'''

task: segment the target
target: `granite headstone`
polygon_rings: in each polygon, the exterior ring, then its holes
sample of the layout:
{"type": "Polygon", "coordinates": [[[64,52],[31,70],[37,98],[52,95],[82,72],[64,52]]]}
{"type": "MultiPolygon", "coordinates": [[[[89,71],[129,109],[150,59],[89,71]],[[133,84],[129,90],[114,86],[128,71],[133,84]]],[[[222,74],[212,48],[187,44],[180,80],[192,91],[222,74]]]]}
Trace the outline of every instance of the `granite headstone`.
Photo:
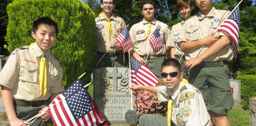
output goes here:
{"type": "Polygon", "coordinates": [[[126,113],[132,109],[134,96],[130,90],[129,68],[95,69],[93,99],[102,116],[111,125],[130,125],[126,113]],[[131,99],[133,98],[133,99],[131,99]]]}

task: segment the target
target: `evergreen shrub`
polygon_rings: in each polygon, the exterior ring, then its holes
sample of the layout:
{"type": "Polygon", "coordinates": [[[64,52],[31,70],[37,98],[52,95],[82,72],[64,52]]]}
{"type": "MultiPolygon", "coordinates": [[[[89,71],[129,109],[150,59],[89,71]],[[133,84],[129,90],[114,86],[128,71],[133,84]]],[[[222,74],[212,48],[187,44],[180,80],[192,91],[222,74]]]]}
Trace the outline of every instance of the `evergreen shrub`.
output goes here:
{"type": "Polygon", "coordinates": [[[8,50],[28,46],[32,23],[42,17],[51,17],[58,25],[51,54],[63,68],[65,87],[86,72],[84,82],[90,82],[96,65],[97,46],[94,13],[81,0],[14,0],[7,6],[9,24],[6,40],[8,50]]]}
{"type": "Polygon", "coordinates": [[[241,80],[241,104],[245,109],[249,109],[249,99],[256,96],[256,76],[241,75],[235,79],[241,80]]]}

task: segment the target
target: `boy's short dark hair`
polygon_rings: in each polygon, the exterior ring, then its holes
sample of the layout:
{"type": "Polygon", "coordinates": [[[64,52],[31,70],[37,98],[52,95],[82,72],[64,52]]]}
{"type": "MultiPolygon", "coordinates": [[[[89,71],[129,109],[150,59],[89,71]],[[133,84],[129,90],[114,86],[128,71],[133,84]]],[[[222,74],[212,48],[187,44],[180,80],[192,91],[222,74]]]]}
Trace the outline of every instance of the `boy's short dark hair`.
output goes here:
{"type": "Polygon", "coordinates": [[[182,72],[180,64],[175,58],[168,58],[168,59],[164,60],[164,61],[161,65],[161,71],[163,70],[163,69],[164,67],[168,67],[168,66],[173,66],[173,67],[176,68],[178,72],[182,72]]]}
{"type": "Polygon", "coordinates": [[[191,0],[178,0],[176,3],[176,7],[178,10],[184,6],[189,5],[190,7],[193,6],[191,0]]]}
{"type": "Polygon", "coordinates": [[[49,26],[55,26],[56,31],[56,36],[58,35],[58,24],[50,17],[41,17],[33,22],[32,31],[36,34],[40,24],[47,24],[49,26]]]}
{"type": "Polygon", "coordinates": [[[153,2],[152,1],[145,1],[142,4],[141,4],[141,9],[142,11],[143,9],[143,6],[144,5],[146,5],[146,4],[152,4],[153,6],[154,6],[154,9],[156,9],[156,4],[155,2],[153,2]]]}
{"type": "MultiPolygon", "coordinates": [[[[113,4],[115,4],[115,0],[112,0],[113,1],[113,4]]],[[[100,3],[103,2],[103,0],[100,0],[100,3]]]]}

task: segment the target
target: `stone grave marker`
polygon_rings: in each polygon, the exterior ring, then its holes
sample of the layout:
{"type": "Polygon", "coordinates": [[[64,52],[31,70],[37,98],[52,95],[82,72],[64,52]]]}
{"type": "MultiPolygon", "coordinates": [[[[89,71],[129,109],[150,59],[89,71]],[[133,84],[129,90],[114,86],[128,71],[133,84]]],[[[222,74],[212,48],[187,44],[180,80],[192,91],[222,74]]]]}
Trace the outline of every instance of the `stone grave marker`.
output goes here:
{"type": "Polygon", "coordinates": [[[129,68],[94,69],[93,99],[108,124],[130,125],[125,115],[132,109],[134,98],[131,99],[129,73],[129,68]]]}

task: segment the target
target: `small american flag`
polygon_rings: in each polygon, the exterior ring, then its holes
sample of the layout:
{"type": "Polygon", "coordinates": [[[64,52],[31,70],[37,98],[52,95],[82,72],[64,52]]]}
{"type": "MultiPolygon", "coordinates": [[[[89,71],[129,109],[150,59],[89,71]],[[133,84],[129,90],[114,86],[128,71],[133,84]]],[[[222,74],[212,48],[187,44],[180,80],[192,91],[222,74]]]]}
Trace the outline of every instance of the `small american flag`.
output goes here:
{"type": "Polygon", "coordinates": [[[239,48],[239,6],[238,6],[235,11],[231,13],[228,18],[224,20],[217,31],[222,31],[228,34],[235,41],[231,43],[231,46],[234,52],[235,61],[237,57],[238,48],[239,48]]]}
{"type": "Polygon", "coordinates": [[[126,28],[115,39],[121,44],[122,54],[126,53],[127,50],[133,46],[127,28],[126,28]]]}
{"type": "Polygon", "coordinates": [[[131,82],[142,86],[156,86],[158,80],[156,75],[145,65],[130,56],[131,82]]]}
{"type": "Polygon", "coordinates": [[[153,34],[149,38],[149,41],[153,49],[153,52],[156,52],[163,48],[162,37],[159,33],[158,28],[154,31],[153,34]]]}
{"type": "Polygon", "coordinates": [[[77,80],[49,106],[48,112],[55,125],[100,125],[102,117],[84,84],[77,80]]]}

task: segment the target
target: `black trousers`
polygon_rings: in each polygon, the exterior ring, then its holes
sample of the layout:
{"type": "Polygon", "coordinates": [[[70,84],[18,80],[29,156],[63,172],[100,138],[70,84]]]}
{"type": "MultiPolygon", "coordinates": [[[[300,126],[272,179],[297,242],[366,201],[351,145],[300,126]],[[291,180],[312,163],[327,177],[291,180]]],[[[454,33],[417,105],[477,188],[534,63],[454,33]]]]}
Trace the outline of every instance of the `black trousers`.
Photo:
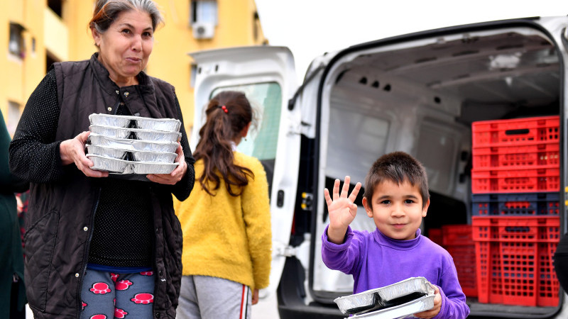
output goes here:
{"type": "Polygon", "coordinates": [[[560,286],[568,291],[568,233],[564,234],[558,243],[554,256],[555,270],[560,286]]]}
{"type": "Polygon", "coordinates": [[[26,307],[18,309],[18,289],[19,284],[12,284],[12,291],[10,298],[10,319],[26,319],[26,307]]]}

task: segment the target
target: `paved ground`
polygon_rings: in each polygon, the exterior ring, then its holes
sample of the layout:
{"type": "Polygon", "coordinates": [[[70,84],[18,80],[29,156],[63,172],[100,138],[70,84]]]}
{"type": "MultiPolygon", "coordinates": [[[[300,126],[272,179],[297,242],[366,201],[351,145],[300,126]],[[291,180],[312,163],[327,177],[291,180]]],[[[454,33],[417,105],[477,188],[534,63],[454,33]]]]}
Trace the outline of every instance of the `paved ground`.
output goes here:
{"type": "Polygon", "coordinates": [[[252,315],[251,319],[279,319],[276,293],[261,299],[258,303],[253,306],[252,315]]]}

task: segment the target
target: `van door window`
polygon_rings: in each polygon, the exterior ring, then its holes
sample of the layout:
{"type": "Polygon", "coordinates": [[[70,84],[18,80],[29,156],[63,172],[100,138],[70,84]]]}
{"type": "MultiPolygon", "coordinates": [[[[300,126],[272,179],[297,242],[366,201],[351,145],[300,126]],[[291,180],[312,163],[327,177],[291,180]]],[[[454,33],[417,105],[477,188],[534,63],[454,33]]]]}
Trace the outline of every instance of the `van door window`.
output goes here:
{"type": "Polygon", "coordinates": [[[430,189],[449,195],[458,153],[455,137],[460,135],[446,126],[427,120],[422,122],[416,157],[426,169],[430,189]]]}
{"type": "Polygon", "coordinates": [[[329,109],[326,176],[343,179],[349,172],[351,181],[363,181],[368,167],[385,153],[390,122],[357,111],[353,106],[329,109]]]}
{"type": "Polygon", "coordinates": [[[223,86],[215,89],[210,98],[222,91],[244,92],[256,113],[246,140],[243,139],[237,150],[261,161],[266,171],[270,194],[278,144],[282,89],[275,82],[223,86]]]}

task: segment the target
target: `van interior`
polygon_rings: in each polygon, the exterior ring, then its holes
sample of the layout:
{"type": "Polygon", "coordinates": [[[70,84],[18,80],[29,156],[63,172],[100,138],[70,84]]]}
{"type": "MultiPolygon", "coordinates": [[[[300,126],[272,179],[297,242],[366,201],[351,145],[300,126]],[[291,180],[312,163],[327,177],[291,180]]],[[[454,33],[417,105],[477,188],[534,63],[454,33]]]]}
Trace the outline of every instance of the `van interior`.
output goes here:
{"type": "MultiPolygon", "coordinates": [[[[563,67],[555,45],[536,27],[503,25],[347,49],[334,61],[322,86],[320,134],[327,140],[321,147],[320,185],[332,187],[335,179],[343,181],[346,175],[351,187],[364,184],[378,157],[407,152],[424,164],[429,178],[431,205],[422,233],[428,236],[444,225],[471,225],[472,123],[558,116],[563,67]]],[[[362,193],[351,227],[373,231],[373,220],[361,205],[362,193]]],[[[329,223],[323,199],[318,202],[315,252],[329,223]]],[[[317,302],[333,305],[334,298],[352,293],[351,276],[328,269],[320,254],[314,254],[311,269],[310,288],[317,302]]],[[[479,303],[475,296],[468,296],[468,303],[472,315],[538,317],[555,308],[479,303]]]]}

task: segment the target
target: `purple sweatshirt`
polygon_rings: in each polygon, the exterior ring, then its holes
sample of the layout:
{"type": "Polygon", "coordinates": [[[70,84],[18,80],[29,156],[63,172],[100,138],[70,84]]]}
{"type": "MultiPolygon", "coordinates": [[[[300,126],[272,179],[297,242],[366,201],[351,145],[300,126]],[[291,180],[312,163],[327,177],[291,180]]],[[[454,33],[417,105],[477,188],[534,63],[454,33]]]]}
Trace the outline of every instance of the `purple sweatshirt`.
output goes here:
{"type": "Polygon", "coordinates": [[[422,276],[439,289],[442,308],[435,318],[463,319],[469,314],[452,256],[422,236],[420,229],[416,238],[397,240],[378,230],[368,233],[348,228],[345,242],[337,245],[327,239],[326,228],[322,242],[325,265],[353,275],[354,293],[422,276]]]}

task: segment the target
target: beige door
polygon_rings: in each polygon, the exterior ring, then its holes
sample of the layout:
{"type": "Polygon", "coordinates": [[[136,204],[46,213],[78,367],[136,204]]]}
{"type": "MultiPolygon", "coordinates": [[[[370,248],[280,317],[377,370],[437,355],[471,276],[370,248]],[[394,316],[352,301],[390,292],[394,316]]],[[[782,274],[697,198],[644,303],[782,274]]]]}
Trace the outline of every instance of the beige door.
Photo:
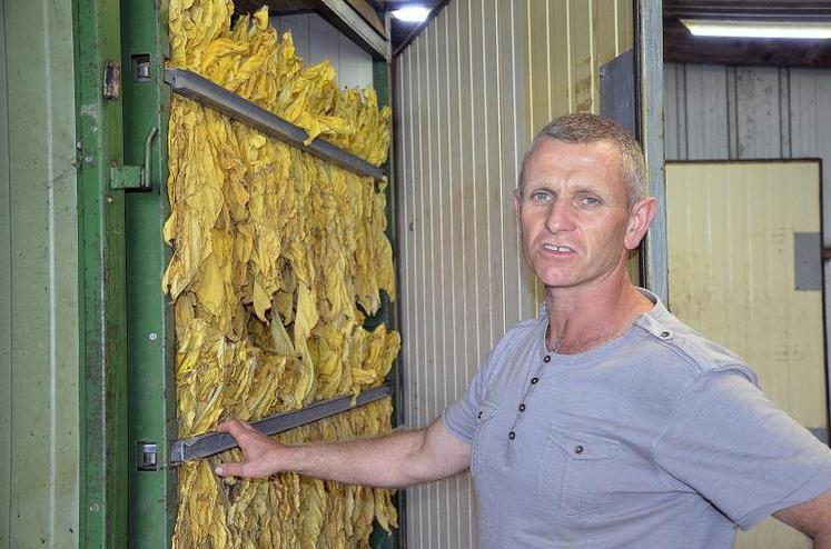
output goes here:
{"type": "MultiPolygon", "coordinates": [[[[812,271],[821,270],[819,162],[667,163],[666,216],[672,311],[744,357],[797,421],[827,432],[821,272],[812,271]]],[[[771,518],[736,547],[810,542],[771,518]]]]}

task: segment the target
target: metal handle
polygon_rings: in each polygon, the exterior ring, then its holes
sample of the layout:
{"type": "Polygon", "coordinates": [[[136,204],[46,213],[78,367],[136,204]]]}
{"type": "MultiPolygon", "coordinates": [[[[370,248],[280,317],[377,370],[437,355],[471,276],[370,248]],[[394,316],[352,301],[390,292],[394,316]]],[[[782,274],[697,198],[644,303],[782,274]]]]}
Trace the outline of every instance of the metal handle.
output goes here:
{"type": "Polygon", "coordinates": [[[139,188],[150,189],[150,166],[152,159],[152,141],[159,134],[159,129],[150,128],[145,138],[145,160],[141,162],[141,173],[139,176],[139,188]]]}

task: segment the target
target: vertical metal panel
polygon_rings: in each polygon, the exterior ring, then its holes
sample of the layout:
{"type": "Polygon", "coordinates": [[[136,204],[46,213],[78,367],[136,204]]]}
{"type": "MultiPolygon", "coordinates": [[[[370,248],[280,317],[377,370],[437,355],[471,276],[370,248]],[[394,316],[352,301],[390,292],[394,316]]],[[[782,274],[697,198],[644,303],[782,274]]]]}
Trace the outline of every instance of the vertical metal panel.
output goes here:
{"type": "Polygon", "coordinates": [[[655,197],[657,210],[639,258],[643,286],[669,303],[666,290],[666,208],[664,184],[664,76],[663,21],[660,0],[635,2],[635,67],[637,70],[637,138],[646,161],[647,190],[655,197]]]}
{"type": "MultiPolygon", "coordinates": [[[[690,160],[713,158],[728,148],[726,73],[723,67],[689,66],[684,74],[685,152],[690,160]],[[705,116],[698,116],[704,112],[705,116]],[[689,116],[689,113],[693,113],[689,116]]],[[[746,116],[746,114],[745,114],[746,116]]]]}
{"type": "MultiPolygon", "coordinates": [[[[822,209],[831,211],[831,71],[691,64],[667,64],[666,71],[676,74],[675,89],[666,89],[667,159],[820,158],[822,209]],[[684,76],[696,72],[723,72],[724,86],[720,80],[698,89],[686,84],[691,78],[684,76]],[[682,111],[685,120],[674,116],[682,111]],[[701,157],[693,157],[683,146],[694,132],[693,124],[719,129],[708,136],[712,143],[701,157]]],[[[831,216],[823,216],[822,234],[824,246],[831,246],[831,216]]],[[[831,287],[828,262],[824,270],[825,286],[831,287]]],[[[825,311],[831,311],[828,293],[825,311]]],[[[831,377],[831,362],[827,371],[831,377]]]]}
{"type": "MultiPolygon", "coordinates": [[[[819,187],[817,161],[667,164],[674,312],[744,357],[773,401],[823,431],[822,293],[797,291],[793,269],[794,233],[820,228],[819,187]]],[[[803,546],[773,519],[736,543],[803,546]]]]}
{"type": "Polygon", "coordinates": [[[779,72],[771,67],[735,70],[738,158],[781,158],[779,72]]]}
{"type": "MultiPolygon", "coordinates": [[[[518,162],[553,116],[600,109],[597,68],[632,47],[631,19],[622,0],[456,0],[396,58],[409,426],[438,417],[505,330],[536,315],[513,203],[518,162]]],[[[467,475],[408,489],[406,512],[408,547],[475,547],[467,475]]]]}
{"type": "Polygon", "coordinates": [[[0,547],[77,547],[72,7],[1,10],[0,547]]]}

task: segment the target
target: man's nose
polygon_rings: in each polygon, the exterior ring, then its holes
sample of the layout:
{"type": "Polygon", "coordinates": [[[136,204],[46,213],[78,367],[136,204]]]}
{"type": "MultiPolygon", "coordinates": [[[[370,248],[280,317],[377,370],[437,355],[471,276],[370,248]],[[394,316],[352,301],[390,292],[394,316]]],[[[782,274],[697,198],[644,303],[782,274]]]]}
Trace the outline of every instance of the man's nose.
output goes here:
{"type": "Polygon", "coordinates": [[[574,209],[566,200],[554,200],[545,218],[545,228],[552,233],[574,229],[574,209]]]}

'''

WORK TO COMPLETE =
Show every line of the data above that contains the string "handle", matching case exactly.

SOLUTION TO THIS PROBLEM =
target: metal handle
Trace the outline of every instance of the metal handle.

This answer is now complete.